#### EXTRACTED ENTRIES:
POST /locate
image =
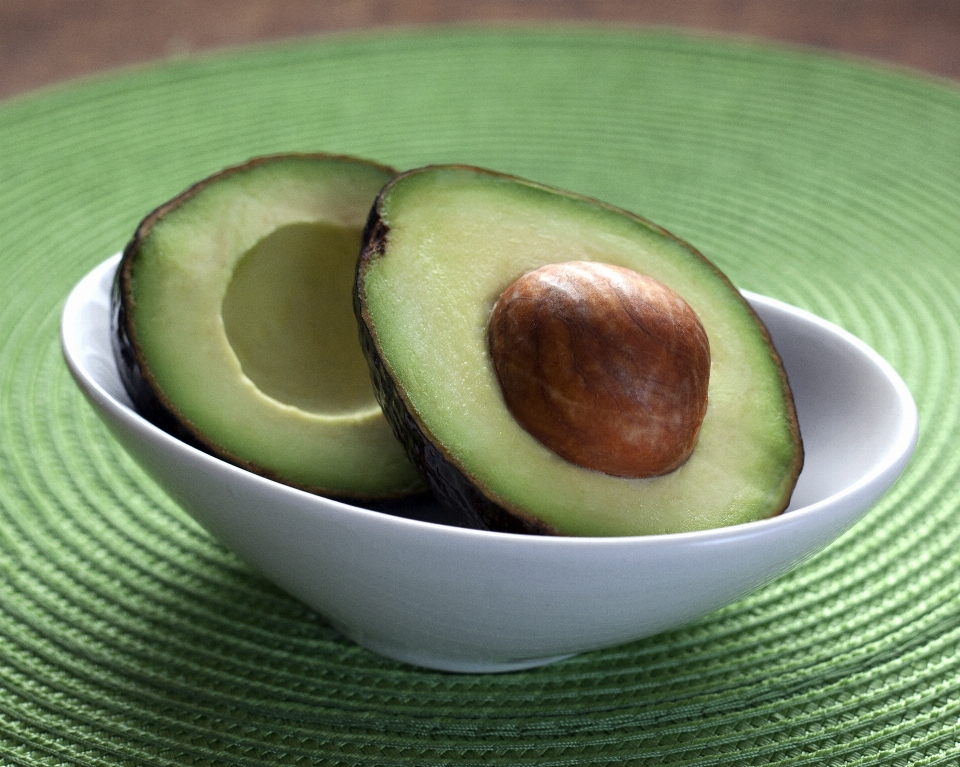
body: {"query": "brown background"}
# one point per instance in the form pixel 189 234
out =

#### EXERCISE REQUIREMENTS:
Without the pictures, write out every entry precisely as it appears.

#### EXERCISE SOLUTION:
POST /locate
image =
body: {"query": "brown background"}
# one point per instance in the form pixel 189 234
out =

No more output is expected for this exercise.